The lines to be copied run from the one containing "the gray vanity" to the end of the material below; reproduce them exactly, including both ends, and nothing more.

┄┄┄┄┄┄┄┄┄┄

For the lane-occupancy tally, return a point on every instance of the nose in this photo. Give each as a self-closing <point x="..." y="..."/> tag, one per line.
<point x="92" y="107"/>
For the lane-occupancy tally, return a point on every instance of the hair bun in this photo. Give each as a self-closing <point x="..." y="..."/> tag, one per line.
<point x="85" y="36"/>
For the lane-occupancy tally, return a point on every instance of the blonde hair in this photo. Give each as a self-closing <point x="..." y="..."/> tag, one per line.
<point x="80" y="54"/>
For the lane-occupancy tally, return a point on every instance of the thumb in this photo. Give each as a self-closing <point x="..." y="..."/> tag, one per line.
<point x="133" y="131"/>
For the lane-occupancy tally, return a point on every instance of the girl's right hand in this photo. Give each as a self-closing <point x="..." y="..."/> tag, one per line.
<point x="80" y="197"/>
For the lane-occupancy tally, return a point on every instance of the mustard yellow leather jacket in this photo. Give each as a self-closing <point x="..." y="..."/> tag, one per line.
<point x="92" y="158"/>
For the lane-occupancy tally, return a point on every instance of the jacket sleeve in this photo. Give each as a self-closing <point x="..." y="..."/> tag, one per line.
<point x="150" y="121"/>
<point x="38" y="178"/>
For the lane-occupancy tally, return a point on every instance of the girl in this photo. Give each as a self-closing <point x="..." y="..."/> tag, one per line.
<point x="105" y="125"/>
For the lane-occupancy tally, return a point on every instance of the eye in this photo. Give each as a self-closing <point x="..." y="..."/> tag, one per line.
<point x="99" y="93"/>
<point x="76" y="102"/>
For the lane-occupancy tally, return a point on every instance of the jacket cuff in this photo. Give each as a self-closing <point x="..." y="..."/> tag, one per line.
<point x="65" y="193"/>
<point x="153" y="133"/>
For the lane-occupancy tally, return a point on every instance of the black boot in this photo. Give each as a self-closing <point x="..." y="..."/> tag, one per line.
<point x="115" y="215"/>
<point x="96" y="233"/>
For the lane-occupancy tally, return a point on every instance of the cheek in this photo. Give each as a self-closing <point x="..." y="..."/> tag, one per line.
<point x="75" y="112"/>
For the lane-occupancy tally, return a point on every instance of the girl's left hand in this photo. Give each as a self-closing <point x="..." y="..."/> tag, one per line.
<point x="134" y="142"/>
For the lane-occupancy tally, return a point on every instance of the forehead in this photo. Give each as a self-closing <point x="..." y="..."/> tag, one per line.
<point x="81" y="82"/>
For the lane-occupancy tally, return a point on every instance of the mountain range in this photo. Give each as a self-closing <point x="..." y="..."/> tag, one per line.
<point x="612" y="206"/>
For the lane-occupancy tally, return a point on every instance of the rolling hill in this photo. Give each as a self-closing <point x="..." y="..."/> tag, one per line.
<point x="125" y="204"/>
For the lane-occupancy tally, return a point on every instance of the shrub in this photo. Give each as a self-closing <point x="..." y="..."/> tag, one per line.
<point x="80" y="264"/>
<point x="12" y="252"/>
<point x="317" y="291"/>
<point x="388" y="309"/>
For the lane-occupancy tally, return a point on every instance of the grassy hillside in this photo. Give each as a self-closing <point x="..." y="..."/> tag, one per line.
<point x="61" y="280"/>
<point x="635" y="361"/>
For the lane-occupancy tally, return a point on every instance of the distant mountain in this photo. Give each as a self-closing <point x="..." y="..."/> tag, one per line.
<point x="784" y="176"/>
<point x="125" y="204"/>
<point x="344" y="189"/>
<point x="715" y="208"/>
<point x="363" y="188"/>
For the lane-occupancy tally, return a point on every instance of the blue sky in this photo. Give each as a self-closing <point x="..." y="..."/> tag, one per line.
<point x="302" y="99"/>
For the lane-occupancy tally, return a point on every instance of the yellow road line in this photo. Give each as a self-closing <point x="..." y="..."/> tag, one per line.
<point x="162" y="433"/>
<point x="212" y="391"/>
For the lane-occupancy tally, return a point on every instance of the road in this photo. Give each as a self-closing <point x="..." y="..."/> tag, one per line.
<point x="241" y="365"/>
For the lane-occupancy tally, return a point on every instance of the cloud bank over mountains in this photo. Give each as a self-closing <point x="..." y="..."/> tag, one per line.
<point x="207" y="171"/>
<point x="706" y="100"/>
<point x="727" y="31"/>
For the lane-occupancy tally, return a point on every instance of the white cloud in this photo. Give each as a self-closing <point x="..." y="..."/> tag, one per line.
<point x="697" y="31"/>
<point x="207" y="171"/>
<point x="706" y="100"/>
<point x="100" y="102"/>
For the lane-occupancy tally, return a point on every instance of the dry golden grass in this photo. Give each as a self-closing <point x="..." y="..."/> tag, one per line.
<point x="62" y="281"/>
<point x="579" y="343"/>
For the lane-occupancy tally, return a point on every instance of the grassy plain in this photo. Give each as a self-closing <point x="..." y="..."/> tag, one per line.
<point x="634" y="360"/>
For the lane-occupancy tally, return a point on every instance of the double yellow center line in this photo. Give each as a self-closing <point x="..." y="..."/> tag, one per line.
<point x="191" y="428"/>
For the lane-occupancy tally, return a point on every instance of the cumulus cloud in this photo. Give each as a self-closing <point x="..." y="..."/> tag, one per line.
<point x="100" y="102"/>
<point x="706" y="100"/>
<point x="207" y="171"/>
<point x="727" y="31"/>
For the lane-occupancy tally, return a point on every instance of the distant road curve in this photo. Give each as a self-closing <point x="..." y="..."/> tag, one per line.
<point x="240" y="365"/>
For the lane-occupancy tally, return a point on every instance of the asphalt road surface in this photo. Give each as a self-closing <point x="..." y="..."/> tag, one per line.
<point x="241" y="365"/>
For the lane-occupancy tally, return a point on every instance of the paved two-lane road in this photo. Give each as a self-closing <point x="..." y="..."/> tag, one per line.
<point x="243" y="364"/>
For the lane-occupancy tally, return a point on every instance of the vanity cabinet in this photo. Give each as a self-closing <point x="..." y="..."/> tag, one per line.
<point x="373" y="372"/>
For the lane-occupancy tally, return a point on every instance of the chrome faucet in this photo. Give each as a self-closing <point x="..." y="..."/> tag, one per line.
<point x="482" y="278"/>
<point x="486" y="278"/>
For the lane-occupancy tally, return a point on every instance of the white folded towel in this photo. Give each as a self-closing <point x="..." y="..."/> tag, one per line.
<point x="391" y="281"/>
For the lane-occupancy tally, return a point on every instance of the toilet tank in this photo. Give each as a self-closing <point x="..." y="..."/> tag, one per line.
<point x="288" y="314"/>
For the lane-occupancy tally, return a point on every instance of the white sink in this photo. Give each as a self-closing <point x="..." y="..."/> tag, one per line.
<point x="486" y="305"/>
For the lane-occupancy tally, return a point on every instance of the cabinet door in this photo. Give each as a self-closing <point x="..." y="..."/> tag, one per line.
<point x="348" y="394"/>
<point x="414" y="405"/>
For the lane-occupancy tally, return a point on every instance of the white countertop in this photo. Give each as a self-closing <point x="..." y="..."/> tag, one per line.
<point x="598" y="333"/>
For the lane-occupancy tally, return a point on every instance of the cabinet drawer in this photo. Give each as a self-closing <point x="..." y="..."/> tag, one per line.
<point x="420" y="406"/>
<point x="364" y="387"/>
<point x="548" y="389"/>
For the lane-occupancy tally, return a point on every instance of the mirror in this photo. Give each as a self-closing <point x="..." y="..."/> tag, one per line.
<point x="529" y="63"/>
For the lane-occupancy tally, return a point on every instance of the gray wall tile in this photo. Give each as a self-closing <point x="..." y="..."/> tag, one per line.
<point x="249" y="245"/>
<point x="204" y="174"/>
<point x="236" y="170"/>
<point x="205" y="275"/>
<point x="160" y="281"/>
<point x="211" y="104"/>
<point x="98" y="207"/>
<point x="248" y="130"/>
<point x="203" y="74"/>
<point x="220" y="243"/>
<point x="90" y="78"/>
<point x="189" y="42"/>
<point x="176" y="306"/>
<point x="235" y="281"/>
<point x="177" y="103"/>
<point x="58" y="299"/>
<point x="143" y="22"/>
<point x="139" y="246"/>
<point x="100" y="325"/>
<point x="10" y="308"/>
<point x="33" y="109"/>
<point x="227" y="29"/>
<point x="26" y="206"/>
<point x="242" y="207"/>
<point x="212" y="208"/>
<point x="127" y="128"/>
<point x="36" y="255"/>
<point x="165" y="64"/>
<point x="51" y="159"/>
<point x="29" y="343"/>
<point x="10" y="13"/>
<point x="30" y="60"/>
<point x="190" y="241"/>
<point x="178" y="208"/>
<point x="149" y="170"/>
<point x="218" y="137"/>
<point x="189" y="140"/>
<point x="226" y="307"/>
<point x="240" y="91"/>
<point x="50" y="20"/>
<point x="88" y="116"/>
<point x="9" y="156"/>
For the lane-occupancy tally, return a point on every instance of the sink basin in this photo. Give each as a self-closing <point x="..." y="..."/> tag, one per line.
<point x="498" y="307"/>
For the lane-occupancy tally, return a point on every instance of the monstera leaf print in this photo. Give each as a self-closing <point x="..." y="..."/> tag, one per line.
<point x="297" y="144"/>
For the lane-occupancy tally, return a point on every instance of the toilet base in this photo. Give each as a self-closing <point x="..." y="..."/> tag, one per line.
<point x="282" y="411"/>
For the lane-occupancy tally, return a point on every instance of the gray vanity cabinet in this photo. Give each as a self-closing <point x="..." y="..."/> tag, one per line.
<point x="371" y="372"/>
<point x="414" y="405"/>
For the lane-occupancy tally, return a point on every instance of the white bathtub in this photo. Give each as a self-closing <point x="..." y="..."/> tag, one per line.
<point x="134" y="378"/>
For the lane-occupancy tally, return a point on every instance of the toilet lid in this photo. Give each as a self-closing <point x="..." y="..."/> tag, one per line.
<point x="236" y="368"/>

┄┄┄┄┄┄┄┄┄┄

**OUTPUT FOR THIS TASK**
For the lane-occupancy tally, return a point on every instance of the gray vanity cabinet in this photo. Give each as a self-closing <point x="..." y="..."/> tag, one per line.
<point x="371" y="372"/>
<point x="414" y="405"/>
For the lane-occupancy tally, return a point on every instance of the white bathtub in this photo. Give each as a self-closing <point x="..." y="..."/> tag, one per line.
<point x="134" y="378"/>
For the lane-occupancy tally, return a point on every instance of the toilet lid in this photo. Give each as a self-closing <point x="..." y="..."/> tag, one per line.
<point x="236" y="368"/>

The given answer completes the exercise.